#### Source material ####
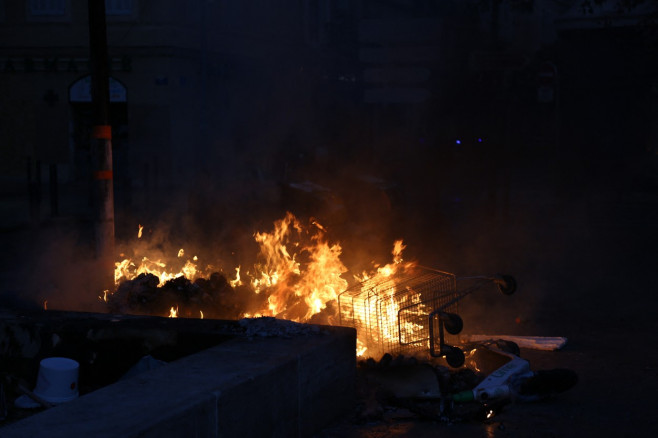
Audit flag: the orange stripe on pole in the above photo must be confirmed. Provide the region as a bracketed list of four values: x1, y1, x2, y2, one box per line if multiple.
[93, 170, 113, 180]
[91, 125, 112, 139]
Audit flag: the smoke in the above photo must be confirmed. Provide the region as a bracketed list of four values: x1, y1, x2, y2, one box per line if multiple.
[10, 224, 109, 313]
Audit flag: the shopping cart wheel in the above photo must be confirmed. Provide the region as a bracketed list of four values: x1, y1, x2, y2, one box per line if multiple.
[443, 313, 463, 335]
[496, 274, 516, 295]
[445, 346, 465, 368]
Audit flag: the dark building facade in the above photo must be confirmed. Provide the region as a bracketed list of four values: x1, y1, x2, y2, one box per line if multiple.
[1, 0, 655, 230]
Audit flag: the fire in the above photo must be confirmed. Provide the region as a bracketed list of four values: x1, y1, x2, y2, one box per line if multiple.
[111, 212, 417, 354]
[114, 252, 203, 287]
[138, 224, 143, 239]
[229, 266, 242, 288]
[344, 240, 421, 357]
[248, 212, 348, 321]
[113, 213, 349, 321]
[295, 237, 347, 319]
[181, 258, 198, 279]
[356, 239, 411, 282]
[250, 212, 302, 296]
[356, 339, 368, 357]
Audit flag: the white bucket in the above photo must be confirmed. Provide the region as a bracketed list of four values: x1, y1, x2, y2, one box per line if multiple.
[33, 357, 80, 404]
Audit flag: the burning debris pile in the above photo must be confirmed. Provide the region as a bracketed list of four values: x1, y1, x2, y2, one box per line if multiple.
[107, 212, 352, 323]
[107, 272, 253, 320]
[105, 211, 516, 365]
[103, 211, 581, 427]
[27, 211, 580, 427]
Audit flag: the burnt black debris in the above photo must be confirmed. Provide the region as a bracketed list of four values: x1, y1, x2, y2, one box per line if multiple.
[107, 272, 264, 319]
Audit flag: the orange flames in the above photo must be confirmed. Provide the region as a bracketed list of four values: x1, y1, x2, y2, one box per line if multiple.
[113, 250, 202, 287]
[249, 212, 347, 321]
[111, 212, 355, 323]
[109, 212, 416, 351]
[347, 239, 422, 357]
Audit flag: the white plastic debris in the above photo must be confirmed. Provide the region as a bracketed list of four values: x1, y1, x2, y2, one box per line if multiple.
[461, 335, 568, 351]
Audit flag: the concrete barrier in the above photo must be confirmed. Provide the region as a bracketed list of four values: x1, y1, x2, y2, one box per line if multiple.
[1, 324, 356, 438]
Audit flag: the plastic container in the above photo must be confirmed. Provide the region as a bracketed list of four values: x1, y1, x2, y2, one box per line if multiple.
[33, 357, 80, 403]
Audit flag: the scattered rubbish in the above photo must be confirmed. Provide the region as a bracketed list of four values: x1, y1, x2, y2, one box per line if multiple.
[461, 335, 568, 350]
[363, 357, 441, 400]
[120, 355, 168, 381]
[356, 341, 577, 424]
[238, 316, 324, 338]
[13, 391, 49, 410]
[453, 348, 533, 403]
[452, 346, 576, 403]
[107, 272, 247, 320]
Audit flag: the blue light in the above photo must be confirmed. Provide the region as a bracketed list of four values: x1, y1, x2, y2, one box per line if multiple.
[455, 139, 461, 145]
[477, 138, 483, 142]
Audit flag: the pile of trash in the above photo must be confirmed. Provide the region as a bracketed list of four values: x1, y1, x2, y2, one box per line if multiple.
[106, 272, 261, 319]
[354, 340, 578, 424]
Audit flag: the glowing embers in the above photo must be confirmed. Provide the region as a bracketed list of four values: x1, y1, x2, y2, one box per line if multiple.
[338, 266, 458, 358]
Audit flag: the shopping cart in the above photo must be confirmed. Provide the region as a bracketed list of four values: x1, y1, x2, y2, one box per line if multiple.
[338, 265, 516, 367]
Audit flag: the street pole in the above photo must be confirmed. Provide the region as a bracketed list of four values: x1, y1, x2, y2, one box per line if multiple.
[88, 0, 115, 281]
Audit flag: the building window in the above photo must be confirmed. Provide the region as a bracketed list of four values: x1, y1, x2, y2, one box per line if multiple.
[27, 0, 71, 21]
[106, 0, 133, 16]
[29, 0, 66, 16]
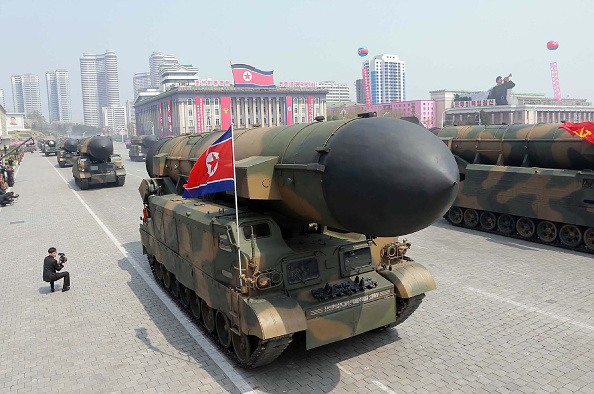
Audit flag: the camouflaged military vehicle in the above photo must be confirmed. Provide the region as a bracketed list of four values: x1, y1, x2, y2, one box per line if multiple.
[439, 123, 594, 252]
[129, 135, 158, 161]
[56, 138, 79, 168]
[138, 117, 459, 367]
[42, 139, 58, 156]
[73, 136, 126, 190]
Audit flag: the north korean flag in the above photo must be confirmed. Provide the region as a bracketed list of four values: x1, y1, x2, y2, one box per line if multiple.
[182, 127, 235, 198]
[231, 63, 275, 88]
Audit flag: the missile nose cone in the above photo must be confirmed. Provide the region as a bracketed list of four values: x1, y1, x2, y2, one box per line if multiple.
[88, 136, 114, 160]
[323, 117, 459, 236]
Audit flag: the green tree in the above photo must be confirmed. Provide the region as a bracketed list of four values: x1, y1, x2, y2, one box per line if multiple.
[479, 110, 492, 125]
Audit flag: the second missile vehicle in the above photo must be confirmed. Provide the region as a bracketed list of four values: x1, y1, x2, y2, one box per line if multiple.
[57, 138, 79, 167]
[139, 116, 459, 367]
[42, 139, 58, 156]
[73, 136, 126, 190]
[129, 135, 158, 161]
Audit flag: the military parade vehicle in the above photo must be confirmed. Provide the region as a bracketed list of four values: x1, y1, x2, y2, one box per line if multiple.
[42, 139, 58, 156]
[129, 135, 158, 161]
[72, 136, 126, 190]
[138, 117, 459, 367]
[56, 138, 79, 168]
[439, 123, 594, 252]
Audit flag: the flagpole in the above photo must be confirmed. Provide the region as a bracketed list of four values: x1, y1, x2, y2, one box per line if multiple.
[230, 124, 244, 291]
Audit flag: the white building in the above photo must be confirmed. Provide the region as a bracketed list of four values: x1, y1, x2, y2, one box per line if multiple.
[159, 64, 199, 91]
[126, 99, 135, 132]
[11, 74, 42, 116]
[362, 54, 406, 104]
[149, 52, 179, 88]
[0, 89, 5, 109]
[133, 72, 151, 97]
[45, 70, 72, 122]
[102, 105, 127, 133]
[80, 50, 121, 127]
[318, 81, 351, 103]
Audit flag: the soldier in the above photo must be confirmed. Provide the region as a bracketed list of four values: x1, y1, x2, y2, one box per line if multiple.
[43, 247, 70, 292]
[488, 75, 515, 105]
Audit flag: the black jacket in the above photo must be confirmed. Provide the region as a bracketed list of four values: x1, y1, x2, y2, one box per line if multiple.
[488, 81, 516, 105]
[43, 256, 63, 282]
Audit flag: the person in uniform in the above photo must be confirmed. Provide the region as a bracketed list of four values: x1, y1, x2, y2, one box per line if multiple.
[43, 247, 70, 292]
[488, 76, 515, 105]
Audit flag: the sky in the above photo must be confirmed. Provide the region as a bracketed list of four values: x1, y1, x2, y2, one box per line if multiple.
[1, 0, 593, 123]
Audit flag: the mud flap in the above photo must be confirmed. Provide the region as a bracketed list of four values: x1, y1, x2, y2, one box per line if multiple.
[240, 295, 307, 340]
[379, 261, 436, 298]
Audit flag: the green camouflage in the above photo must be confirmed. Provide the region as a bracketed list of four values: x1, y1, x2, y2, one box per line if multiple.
[56, 140, 79, 168]
[129, 135, 158, 161]
[138, 119, 449, 367]
[72, 136, 126, 190]
[41, 139, 58, 156]
[439, 123, 594, 251]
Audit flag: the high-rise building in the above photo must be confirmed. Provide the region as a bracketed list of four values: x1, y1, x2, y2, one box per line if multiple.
[149, 51, 179, 88]
[45, 70, 72, 122]
[362, 54, 406, 104]
[133, 72, 151, 97]
[0, 89, 5, 109]
[80, 50, 121, 127]
[11, 74, 42, 116]
[355, 79, 364, 104]
[126, 98, 135, 132]
[159, 64, 199, 91]
[102, 105, 127, 133]
[318, 81, 351, 103]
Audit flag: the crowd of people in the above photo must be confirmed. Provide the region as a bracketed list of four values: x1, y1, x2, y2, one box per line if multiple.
[0, 146, 23, 207]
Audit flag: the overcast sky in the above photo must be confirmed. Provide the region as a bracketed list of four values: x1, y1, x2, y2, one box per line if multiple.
[1, 0, 592, 122]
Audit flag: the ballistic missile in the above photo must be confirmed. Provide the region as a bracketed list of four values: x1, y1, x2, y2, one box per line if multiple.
[78, 136, 114, 161]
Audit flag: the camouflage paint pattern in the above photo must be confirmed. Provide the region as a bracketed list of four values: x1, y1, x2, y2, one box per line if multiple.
[129, 135, 158, 161]
[42, 139, 58, 156]
[439, 123, 594, 251]
[72, 136, 126, 189]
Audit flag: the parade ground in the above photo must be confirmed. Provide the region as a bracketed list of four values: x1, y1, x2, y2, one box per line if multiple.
[1, 143, 594, 394]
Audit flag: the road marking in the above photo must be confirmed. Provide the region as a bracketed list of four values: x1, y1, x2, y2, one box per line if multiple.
[0, 162, 22, 214]
[337, 365, 352, 375]
[372, 381, 398, 394]
[467, 287, 594, 333]
[45, 157, 257, 394]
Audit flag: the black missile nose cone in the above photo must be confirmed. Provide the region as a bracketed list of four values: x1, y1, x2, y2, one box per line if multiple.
[323, 117, 459, 236]
[88, 136, 114, 160]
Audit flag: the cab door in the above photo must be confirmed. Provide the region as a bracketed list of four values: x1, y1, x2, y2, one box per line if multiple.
[212, 224, 238, 287]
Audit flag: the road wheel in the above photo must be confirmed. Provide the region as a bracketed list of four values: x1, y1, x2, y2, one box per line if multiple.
[162, 268, 171, 289]
[155, 262, 163, 281]
[448, 207, 463, 224]
[216, 311, 233, 348]
[584, 228, 594, 250]
[516, 217, 536, 238]
[537, 221, 558, 243]
[58, 161, 66, 168]
[78, 178, 89, 190]
[116, 176, 125, 186]
[179, 284, 190, 308]
[201, 300, 216, 333]
[190, 292, 202, 319]
[479, 211, 497, 230]
[463, 209, 479, 227]
[497, 214, 515, 234]
[232, 332, 258, 364]
[148, 255, 157, 278]
[170, 276, 180, 298]
[559, 224, 582, 247]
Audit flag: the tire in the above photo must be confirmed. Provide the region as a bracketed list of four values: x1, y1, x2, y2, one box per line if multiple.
[58, 161, 66, 168]
[116, 176, 125, 186]
[78, 178, 89, 190]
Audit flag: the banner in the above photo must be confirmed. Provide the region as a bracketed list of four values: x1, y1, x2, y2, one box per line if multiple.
[167, 100, 173, 135]
[285, 96, 293, 125]
[195, 96, 205, 133]
[221, 97, 231, 130]
[560, 122, 594, 144]
[307, 96, 315, 122]
[231, 63, 275, 88]
[158, 102, 164, 136]
[362, 67, 372, 107]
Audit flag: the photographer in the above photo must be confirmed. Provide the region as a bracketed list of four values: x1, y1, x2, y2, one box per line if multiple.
[43, 247, 70, 292]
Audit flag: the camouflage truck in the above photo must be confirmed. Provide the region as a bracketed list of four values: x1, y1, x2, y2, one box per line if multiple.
[73, 136, 126, 190]
[129, 135, 158, 161]
[439, 123, 594, 252]
[139, 117, 459, 367]
[56, 138, 79, 168]
[43, 139, 58, 156]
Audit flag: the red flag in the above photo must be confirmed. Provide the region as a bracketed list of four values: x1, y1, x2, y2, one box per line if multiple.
[560, 122, 594, 144]
[231, 63, 275, 87]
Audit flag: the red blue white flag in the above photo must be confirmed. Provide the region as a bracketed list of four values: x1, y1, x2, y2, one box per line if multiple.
[182, 127, 235, 198]
[231, 63, 275, 88]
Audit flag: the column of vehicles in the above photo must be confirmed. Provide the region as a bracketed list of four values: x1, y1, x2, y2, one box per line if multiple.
[137, 116, 460, 367]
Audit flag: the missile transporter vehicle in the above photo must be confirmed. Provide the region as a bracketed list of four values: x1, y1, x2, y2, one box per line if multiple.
[439, 123, 594, 252]
[139, 117, 459, 367]
[73, 136, 126, 190]
[57, 138, 79, 168]
[42, 139, 58, 156]
[129, 135, 158, 161]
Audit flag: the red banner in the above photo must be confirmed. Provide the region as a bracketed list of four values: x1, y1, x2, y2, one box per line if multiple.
[221, 96, 231, 130]
[362, 67, 372, 107]
[307, 96, 315, 123]
[158, 102, 164, 136]
[167, 100, 173, 135]
[231, 63, 275, 87]
[560, 122, 594, 144]
[195, 97, 204, 133]
[285, 96, 293, 125]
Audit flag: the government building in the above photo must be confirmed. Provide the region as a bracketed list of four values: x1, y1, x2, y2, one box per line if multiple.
[134, 85, 328, 135]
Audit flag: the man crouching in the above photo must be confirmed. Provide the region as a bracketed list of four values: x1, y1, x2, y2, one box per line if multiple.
[43, 247, 70, 292]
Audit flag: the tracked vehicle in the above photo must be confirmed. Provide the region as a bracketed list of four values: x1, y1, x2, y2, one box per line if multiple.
[42, 139, 58, 156]
[129, 135, 158, 161]
[57, 138, 79, 167]
[73, 136, 126, 190]
[139, 117, 459, 367]
[439, 123, 594, 252]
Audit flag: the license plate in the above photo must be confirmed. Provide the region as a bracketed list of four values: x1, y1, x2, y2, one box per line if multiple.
[90, 166, 99, 171]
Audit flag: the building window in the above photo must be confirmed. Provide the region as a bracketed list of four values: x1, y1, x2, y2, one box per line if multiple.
[215, 119, 220, 126]
[205, 98, 210, 105]
[188, 110, 193, 116]
[302, 117, 306, 123]
[187, 99, 193, 106]
[189, 120, 194, 126]
[215, 98, 219, 105]
[215, 109, 219, 116]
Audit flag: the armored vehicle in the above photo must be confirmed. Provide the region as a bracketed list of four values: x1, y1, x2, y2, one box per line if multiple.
[73, 136, 126, 190]
[439, 123, 594, 252]
[129, 135, 158, 161]
[139, 117, 459, 367]
[57, 138, 79, 167]
[43, 139, 58, 156]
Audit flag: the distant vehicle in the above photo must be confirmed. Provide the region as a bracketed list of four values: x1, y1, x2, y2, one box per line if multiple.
[56, 138, 79, 168]
[43, 139, 58, 156]
[72, 136, 126, 189]
[129, 135, 158, 161]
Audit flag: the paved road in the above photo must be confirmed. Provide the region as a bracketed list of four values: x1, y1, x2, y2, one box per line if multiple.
[1, 144, 593, 394]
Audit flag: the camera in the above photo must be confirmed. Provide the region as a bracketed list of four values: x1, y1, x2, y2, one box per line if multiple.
[58, 253, 67, 264]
####
• Prompt: Locate "Audit flag: the license" in the material, then quote the line that contains it and all lines after it through the final one.

• Answer space:
Audit flag: the license plate in the above photo must be confirmed. Provide the region as a bracketed list of four values: x1, y1, x2, y2, one box per line if multiple.
[90, 166, 99, 171]
Audit flag: the building window in the above photo must be confirmed. Provide the region as a bracketed list of four values: x1, y1, x2, y2, one box per line if multiple.
[215, 119, 220, 126]
[205, 98, 210, 105]
[188, 110, 193, 116]
[302, 117, 306, 123]
[187, 99, 193, 106]
[189, 120, 194, 126]
[215, 98, 219, 105]
[215, 109, 219, 116]
Audit flag: the armored vehicle in the above photo must be confirmed. Provide the region as a bracketed list of four values: x1, y1, x2, y2, one box per line if multiple.
[73, 136, 126, 190]
[439, 123, 594, 252]
[129, 135, 158, 161]
[139, 117, 459, 367]
[57, 138, 79, 167]
[43, 139, 58, 156]
Audit flag: the distant vehicle in the above photo must be confirmed. Provide the region as a bracketed list of four values: x1, y1, x2, y2, one box per line if multiple.
[56, 138, 79, 168]
[43, 139, 58, 156]
[72, 136, 126, 189]
[129, 135, 158, 161]
Audit flag: the paved road in the above photo must be confirmed. Provide the region as a bracketed list of four values: x1, y1, x2, y2, one box per line if multiple.
[1, 144, 593, 394]
Audit flag: the camera in the above photo must be confirmed. Provide the region as a bracketed list of four values: x1, y1, x2, y2, one box per line if multiple.
[58, 253, 67, 264]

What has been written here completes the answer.